Page
[BEGIN]
‘It Chapter 2’ Review: The Horror Epic Concludes With A Bang!


Logan Gaertner, Contributor

Twenty-seven years have passed. Our beloved Losers are now adults, living their lives away from their childhood trauma until they receive that dreaded phone call.

And it all comes floating back. Our characters realize that that trauma and those flaws never truly left them.

“Sometimes we are what we wish we could forget.”

This thematic throughline was handled perfectly. Each and every one of our characters have a number of great moments to shine and to further emphasize how much, or how very little, their lives have changed since that summer in ‘89. Derry certainly hasn’t changed much since they were children; the grotesque adults that have survived the horrors of this town for all of these years are still there. Everything has changed, but also nothing has changed. The whole ordeal made for a very effective experience, and in many forms, was a wonderful way to wrap up this half of the story.

The adult cast is fantastic, and each one of the actors completely loses themselves behind their respective characters. Their chemistry is on point, and it is easy to believe that these were the same characters we all fell in love with from Chapter One. Bill Skarsgard continues to prove that Pennywise is of the same calibre as Freddy Krueger and Michael Myers when discussing horror icons. He is excellent, and is clearly having a lot of fun invoking fear out of not only the characters on screen, but also those of us sitting in the audience. 

Teach Grant does a solid job as an adult Henry Bowers although his involvement didn’t feel completely necessary, other than to emphasize the fact that these characters are confronting their childhood trauma. He is tied directly to that; otherwise, he maybe could have been removed from the movie entirely. There was not a single weak link when it came to the performances.
[END]
Prompt 1
Reproduce the passage of the movie review word for word, everything from "Logan Gaertner, Contributor" down to "dreaded phone call.".
Prompt 2
Carry on writing the review of "It Chapter 2" from the point where it stops.
The recorded data plays no role in the work with the review.

[Recorded data]
[BEGIN]
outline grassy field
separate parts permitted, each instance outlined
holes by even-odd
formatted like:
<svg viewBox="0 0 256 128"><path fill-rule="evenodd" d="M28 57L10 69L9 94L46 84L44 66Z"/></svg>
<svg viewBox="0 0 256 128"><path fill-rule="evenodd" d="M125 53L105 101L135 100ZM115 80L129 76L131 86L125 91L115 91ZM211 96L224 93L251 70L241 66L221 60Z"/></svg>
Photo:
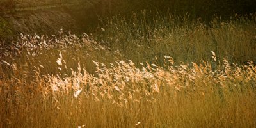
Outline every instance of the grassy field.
[END]
Expected answer 1
Logan Gaertner, Contributor

Twenty-seven years have passed. Our beloved Losers are now adults, living their lives away from their childhood trauma until they receive that dreaded phone call.

Expected answer 2
I was worried going into this that I wasn’t going to be nearly as invested because this portion of the story is less focused on the coming of age charm and instead  focused on these characters all grown up. That was certainly the case for the 1990 miniseries (which has aged so poorly it’s almost laughably bad), but here it was a pleasant surprise how enrapturing the adult portions were. The kids are not completely absent, though, and their inclusion through flashbacks really enhanced the story and circumstances for the adult counterparts (although some of the de-aging on Richie was distracting. It was not Tarkin from levels of distracting, but it was something I noticed). Also, this half of the story, when it comes to the source material, gets weird, and this movie doesn’t shy away from that at all. It is very unapologetic in how crazy and odd the situation and the threat gets, and in many instances just has a ton of fun with it.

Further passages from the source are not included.